-- ENTRIES start --

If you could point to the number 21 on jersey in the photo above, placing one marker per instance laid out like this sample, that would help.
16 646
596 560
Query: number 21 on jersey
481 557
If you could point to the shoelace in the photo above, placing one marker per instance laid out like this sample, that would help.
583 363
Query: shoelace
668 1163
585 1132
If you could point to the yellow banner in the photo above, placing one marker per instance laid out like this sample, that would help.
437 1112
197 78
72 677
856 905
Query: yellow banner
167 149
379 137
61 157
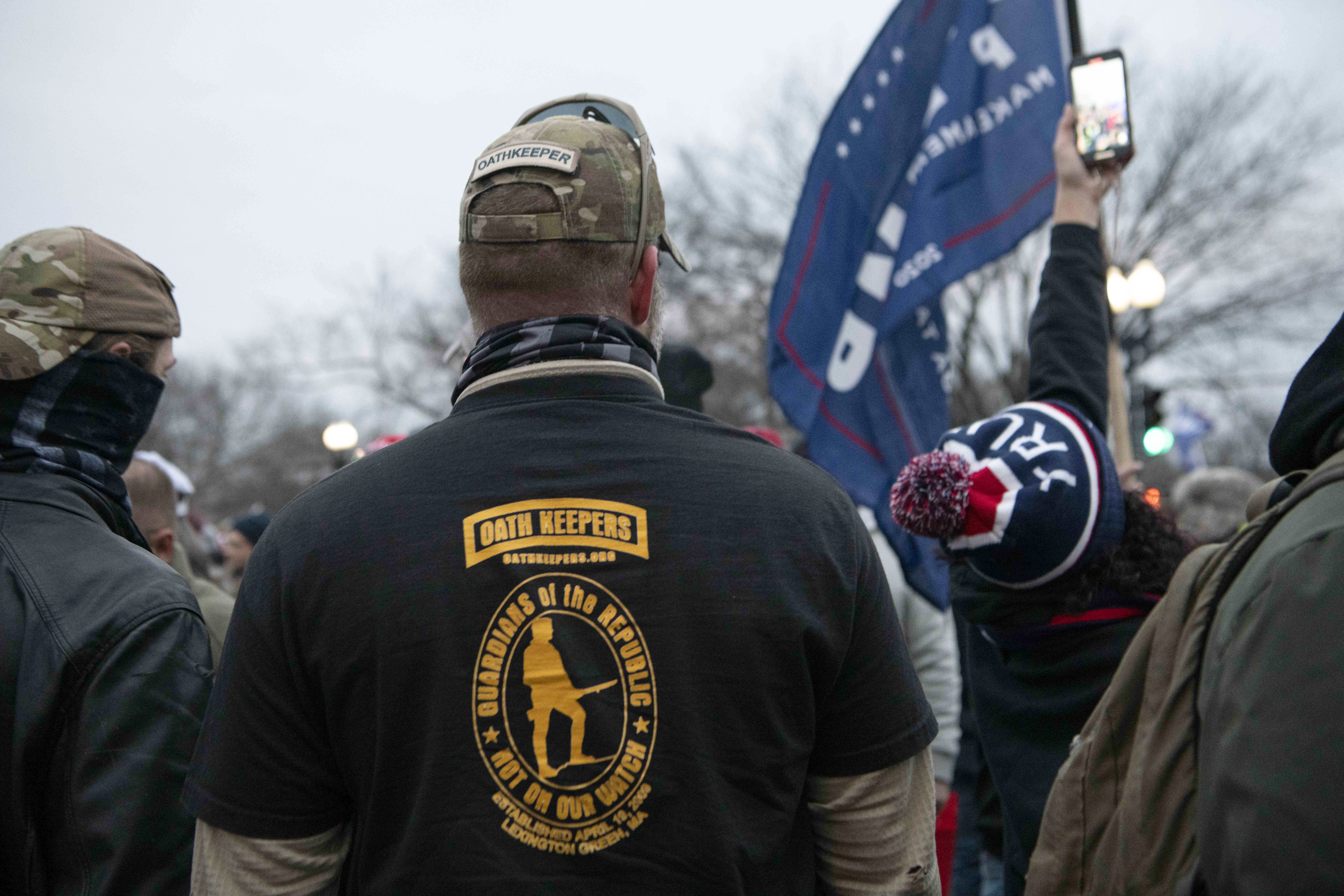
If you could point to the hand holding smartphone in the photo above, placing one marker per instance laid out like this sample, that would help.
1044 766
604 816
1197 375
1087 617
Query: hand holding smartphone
1101 100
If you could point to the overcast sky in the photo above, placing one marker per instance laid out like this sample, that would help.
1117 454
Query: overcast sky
267 154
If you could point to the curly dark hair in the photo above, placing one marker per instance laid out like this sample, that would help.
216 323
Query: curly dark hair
1142 563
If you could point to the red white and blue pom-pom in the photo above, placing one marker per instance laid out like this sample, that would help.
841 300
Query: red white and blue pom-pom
932 495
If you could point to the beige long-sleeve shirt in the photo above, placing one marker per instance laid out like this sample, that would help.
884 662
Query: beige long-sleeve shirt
874 837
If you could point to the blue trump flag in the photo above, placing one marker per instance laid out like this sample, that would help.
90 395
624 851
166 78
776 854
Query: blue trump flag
935 162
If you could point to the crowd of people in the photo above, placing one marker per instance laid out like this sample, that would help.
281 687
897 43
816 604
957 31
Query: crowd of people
580 637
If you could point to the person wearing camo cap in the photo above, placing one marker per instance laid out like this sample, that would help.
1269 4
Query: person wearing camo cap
104 657
572 638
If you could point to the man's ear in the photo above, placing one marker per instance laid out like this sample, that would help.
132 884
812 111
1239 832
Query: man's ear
162 544
642 288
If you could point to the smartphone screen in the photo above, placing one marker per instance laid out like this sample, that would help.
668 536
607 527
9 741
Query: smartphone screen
1103 105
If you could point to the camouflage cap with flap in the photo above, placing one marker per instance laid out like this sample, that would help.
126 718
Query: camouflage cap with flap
592 167
60 287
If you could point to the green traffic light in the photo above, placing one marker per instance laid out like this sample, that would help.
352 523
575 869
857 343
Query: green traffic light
1159 440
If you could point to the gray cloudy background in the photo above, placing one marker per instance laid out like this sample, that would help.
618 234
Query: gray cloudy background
265 155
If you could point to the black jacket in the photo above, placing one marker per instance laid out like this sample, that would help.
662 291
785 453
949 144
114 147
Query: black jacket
1030 704
104 679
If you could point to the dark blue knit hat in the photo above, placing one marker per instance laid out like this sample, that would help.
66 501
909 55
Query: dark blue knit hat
1023 496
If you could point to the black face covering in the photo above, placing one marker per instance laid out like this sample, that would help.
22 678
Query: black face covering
557 339
82 418
1312 421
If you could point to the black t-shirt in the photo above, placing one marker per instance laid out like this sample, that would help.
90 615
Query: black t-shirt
568 634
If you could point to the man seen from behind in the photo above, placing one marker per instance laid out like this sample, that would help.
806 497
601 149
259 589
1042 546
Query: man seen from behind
104 657
570 638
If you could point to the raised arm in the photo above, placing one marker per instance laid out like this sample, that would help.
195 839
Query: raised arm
1070 326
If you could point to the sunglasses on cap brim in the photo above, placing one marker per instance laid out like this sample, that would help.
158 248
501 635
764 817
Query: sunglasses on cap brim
619 115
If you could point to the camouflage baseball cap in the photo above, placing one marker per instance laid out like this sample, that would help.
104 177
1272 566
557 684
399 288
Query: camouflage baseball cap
60 287
592 167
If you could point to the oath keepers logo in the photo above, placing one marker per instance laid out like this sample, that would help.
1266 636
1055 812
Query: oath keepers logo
565 523
565 711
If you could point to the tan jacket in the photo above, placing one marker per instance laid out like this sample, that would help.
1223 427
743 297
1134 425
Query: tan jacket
215 605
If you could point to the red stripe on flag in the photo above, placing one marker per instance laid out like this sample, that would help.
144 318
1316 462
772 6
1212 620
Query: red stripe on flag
797 288
1002 217
849 433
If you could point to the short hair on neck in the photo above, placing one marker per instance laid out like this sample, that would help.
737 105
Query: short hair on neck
506 283
154 504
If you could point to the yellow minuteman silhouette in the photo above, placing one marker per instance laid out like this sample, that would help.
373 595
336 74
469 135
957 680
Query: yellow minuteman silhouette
545 676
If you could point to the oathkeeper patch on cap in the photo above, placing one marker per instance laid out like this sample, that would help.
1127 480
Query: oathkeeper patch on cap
1023 496
535 155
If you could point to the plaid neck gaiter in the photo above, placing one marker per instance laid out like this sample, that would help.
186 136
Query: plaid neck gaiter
557 339
82 420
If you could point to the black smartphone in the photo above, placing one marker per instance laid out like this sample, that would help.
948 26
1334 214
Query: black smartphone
1101 100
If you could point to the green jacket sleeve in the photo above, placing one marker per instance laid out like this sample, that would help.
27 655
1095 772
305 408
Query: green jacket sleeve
1271 722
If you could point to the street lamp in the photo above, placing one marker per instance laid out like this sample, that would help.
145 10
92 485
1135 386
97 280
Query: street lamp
339 439
1117 291
1143 291
1147 285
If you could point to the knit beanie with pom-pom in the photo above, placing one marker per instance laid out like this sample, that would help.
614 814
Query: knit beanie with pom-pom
1023 496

-- ENTRIES end --

● EXERCISE REQUIREMENTS
Put every line of the material above into a Markdown table with the columns Row and Line, numbering the rows and skipping any blank lines. Leave the pictures out of the table.

● RESPONSE
| Row | Line |
|---|---|
| 1 | If you could point to the number 21 on jersey in the photo above, placing one marker per instance laid out like this sample, that would help. |
| 2 | 16 646 |
| 3 | 596 560 |
| 4 | Query: number 21 on jersey |
| 5 | 481 557 |
| 6 | If you could point to the shoelace in the photo above, placing one marker per instance laid out like this sample, that would help. |
| 7 | 583 363 |
| 8 | Query: shoelace |
| 9 | 668 1163 |
| 10 | 585 1132 |
| 11 | If you could point to the yellow banner in the photo above, placing one marker per instance laid out like this sample, that would help. |
| 12 | 437 1112 |
| 13 | 197 78 |
| 14 | 72 677 |
| 15 | 856 905 |
| 16 | Query: yellow banner |
| 17 | 167 149 |
| 18 | 379 137 |
| 19 | 61 157 |
| 20 | If you could point to the hand holding smartphone in the photo above, placing one marker per instance laid out like this sample, that would help. |
| 21 | 1044 766 |
| 22 | 604 816 |
| 23 | 1197 375 |
| 24 | 1087 617 |
| 25 | Query: hand holding smartphone |
| 26 | 1101 100 |
| 27 | If you could point to the overcast sky in the photo above, placing one marker per instance laid out like this sample, that would help. |
| 28 | 1117 454 |
| 29 | Query: overcast sky |
| 30 | 267 154 |
| 31 | If you could point to the curly dark hair in the photo above, placing one marker per instance laid out like this sample, that would help. |
| 32 | 216 323 |
| 33 | Query: curly dark hair |
| 34 | 1142 563 |
| 35 | If you could point to the red white and blue pom-pom in the photo above, placing one marker per instance laid out like this sample, that would help. |
| 36 | 841 300 |
| 37 | Query: red white and blue pom-pom |
| 38 | 932 495 |
| 39 | If you could point to the beige long-sleeve shirt in the photo above, placing one marker per instance laid out like this sample, that would help. |
| 40 | 884 662 |
| 41 | Query: beige long-sleeve shirt |
| 42 | 874 837 |
| 43 | If you could point to the blue trump flag in the photo above, placing one marker per instance laid out like this sample, that would help. |
| 44 | 90 395 |
| 45 | 624 851 |
| 46 | 166 78 |
| 47 | 776 854 |
| 48 | Query: blue trump flag |
| 49 | 935 162 |
| 50 | If you could point to the crowd of people in the photo above, placing one marker per instance laid out like this sample, that would help. |
| 51 | 281 687 |
| 52 | 897 43 |
| 53 | 816 604 |
| 54 | 957 31 |
| 55 | Query: crowd of people |
| 56 | 580 637 |
| 57 | If you could point to the person wearing camo cap in the photo above, placing one marker per instance laid out like this sample, that would help. |
| 58 | 1269 4 |
| 59 | Query: person wearing camo cap |
| 60 | 104 657 |
| 61 | 572 638 |
| 62 | If you could point to the man's ear in the photo above, placing one marker per instance laid out like this sample, that would help. |
| 63 | 132 884 |
| 64 | 812 111 |
| 65 | 1239 832 |
| 66 | Query: man's ear |
| 67 | 162 544 |
| 68 | 642 288 |
| 69 | If you could point to the smartphone screen in the photo above, placing one marker per instance laid out like this sample, that would help. |
| 70 | 668 536 |
| 71 | 607 527 |
| 72 | 9 741 |
| 73 | Query: smartphone screen |
| 74 | 1103 105 |
| 75 | If you could point to the camouflage cap with flap in the photo above, placing one marker per instance laid out like this sample, that would help. |
| 76 | 126 718 |
| 77 | Query: camouflage cap with flap |
| 78 | 592 167 |
| 79 | 60 287 |
| 80 | If you could point to the green traffic light in the photo above, placing one marker per instance laid out like this sample, that would help. |
| 81 | 352 523 |
| 82 | 575 869 |
| 83 | 857 343 |
| 84 | Query: green traffic light |
| 85 | 1159 440 |
| 86 | If you could point to the gray cloudy background in the photo above, placing one marker per instance laid out like this sample, that would help. |
| 87 | 618 234 |
| 88 | Query: gray cloudy background |
| 89 | 265 155 |
| 90 | If you could point to the black jacket in the photo above, placing one marker per instance laid out like this sample, that would help. |
| 91 | 662 291 |
| 92 | 785 453 |
| 93 | 949 144 |
| 94 | 114 147 |
| 95 | Query: black jacket |
| 96 | 1030 704 |
| 97 | 104 679 |
| 98 | If you could point to the dark blue knit hat in the photo above, placing one marker per instance laid out like this sample, that would help. |
| 99 | 66 501 |
| 100 | 909 55 |
| 101 | Query: dark blue knit hat |
| 102 | 1023 496 |
| 103 | If you could point to the black face covering in the photo above, placing one marker per instance laid out like this sample, that would help. |
| 104 | 22 678 |
| 105 | Query: black face covering |
| 106 | 557 339 |
| 107 | 82 418 |
| 108 | 1312 421 |
| 109 | If you could point to the black t-shirt in the photo above, placing one marker per instance laid out like this sample, that would help. |
| 110 | 90 615 |
| 111 | Query: black t-shirt |
| 112 | 568 634 |
| 113 | If you could point to the man seen from behind in the photo above, placing one marker per instance laid out like this sample, that would help. |
| 114 | 806 497 |
| 115 | 601 149 |
| 116 | 259 589 |
| 117 | 1042 546 |
| 118 | Query: man seen from behind |
| 119 | 104 657 |
| 120 | 570 638 |
| 121 | If you could point to the raised arm in the photo above, placing one marker per instance laid out like this sample, that would help. |
| 122 | 195 839 |
| 123 | Query: raised arm |
| 124 | 1070 326 |
| 125 | If you could point to the sunglasses on cap brim in the photo above, placing one marker per instance laid out like this sample, that would help. |
| 126 | 158 248 |
| 127 | 501 635 |
| 128 | 764 817 |
| 129 | Query: sunglasses on cap brim |
| 130 | 619 115 |
| 131 | If you could point to the camouflage baseball cap in the photo above, placing one marker per instance laid out like this sample, that would help. |
| 132 | 104 177 |
| 133 | 1272 566 |
| 134 | 557 684 |
| 135 | 399 288 |
| 136 | Query: camouflage baseball cap |
| 137 | 60 287 |
| 138 | 592 167 |
| 139 | If you could point to the oath keepers logo in the photo above, placing one marker per instance laid out like this sample, that would help. |
| 140 | 1266 636 |
| 141 | 1055 812 |
| 142 | Query: oath keepers logo |
| 143 | 565 523 |
| 144 | 565 711 |
| 145 | If you could point to the tan jacket in the photo above, placing one marker per instance laid out like this sample, that would help. |
| 146 | 1223 427 |
| 147 | 743 297 |
| 148 | 1134 425 |
| 149 | Query: tan jacket |
| 150 | 215 605 |
| 151 | If you could point to the red stripe on flag in the photo above, placing one marker per instance laid out like this sample, that would help. |
| 152 | 144 318 |
| 153 | 1316 462 |
| 154 | 772 6 |
| 155 | 1212 620 |
| 156 | Query: red stripe on flag |
| 157 | 797 288 |
| 158 | 1002 217 |
| 159 | 849 433 |
| 160 | If you could point to the short hair on neck in the photo above, placing one marker per instance laid out like this sample, that would help. |
| 161 | 737 105 |
| 162 | Query: short hair on neck |
| 163 | 506 283 |
| 164 | 154 504 |
| 165 | If you could point to the yellow minuteman silhouette in the photo above, placing one marker per instance laid out like this sample, that would help. |
| 166 | 373 595 |
| 167 | 336 74 |
| 168 | 469 135 |
| 169 | 957 680 |
| 170 | Query: yellow minuteman silhouette |
| 171 | 545 676 |
| 172 | If you could point to the oathkeeper patch on cap in the photo above, placing one marker per instance laid out like this sample, that would help. |
| 173 | 1127 480 |
| 174 | Query: oathkeeper patch on cap |
| 175 | 1023 496 |
| 176 | 535 155 |
| 177 | If you could point to the plaid neck gaiter in the photo above, placing one marker per instance laid out like this sample, that would help. |
| 178 | 186 136 |
| 179 | Query: plaid neck gaiter |
| 180 | 557 339 |
| 181 | 82 420 |
| 182 | If you could point to the black smartphone in the photo above, placing one marker per instance laid out like this sample, that would help. |
| 183 | 948 26 |
| 184 | 1334 214 |
| 185 | Query: black smartphone |
| 186 | 1101 100 |
| 187 | If you could point to the green jacket sleeve in the photo above, placing one marker per instance laid out like this sample, that would help. |
| 188 | 27 655 |
| 189 | 1095 772 |
| 190 | 305 408 |
| 191 | Query: green jacket sleeve |
| 192 | 1271 722 |
| 193 | If you could point to the street lamp in the photo above, placing one marker per instance laid out like this sample, that would help. |
| 194 | 145 10 |
| 195 | 92 485 |
| 196 | 1135 386 |
| 197 | 97 280 |
| 198 | Query: street lamp |
| 199 | 339 439 |
| 200 | 1117 291 |
| 201 | 1143 291 |
| 202 | 1147 285 |
| 203 | If you could point to the knit beanie with pom-pom in the photo above, placing one marker per instance laid out like this sample, that would help. |
| 204 | 614 814 |
| 205 | Query: knit beanie with pom-pom |
| 206 | 1023 496 |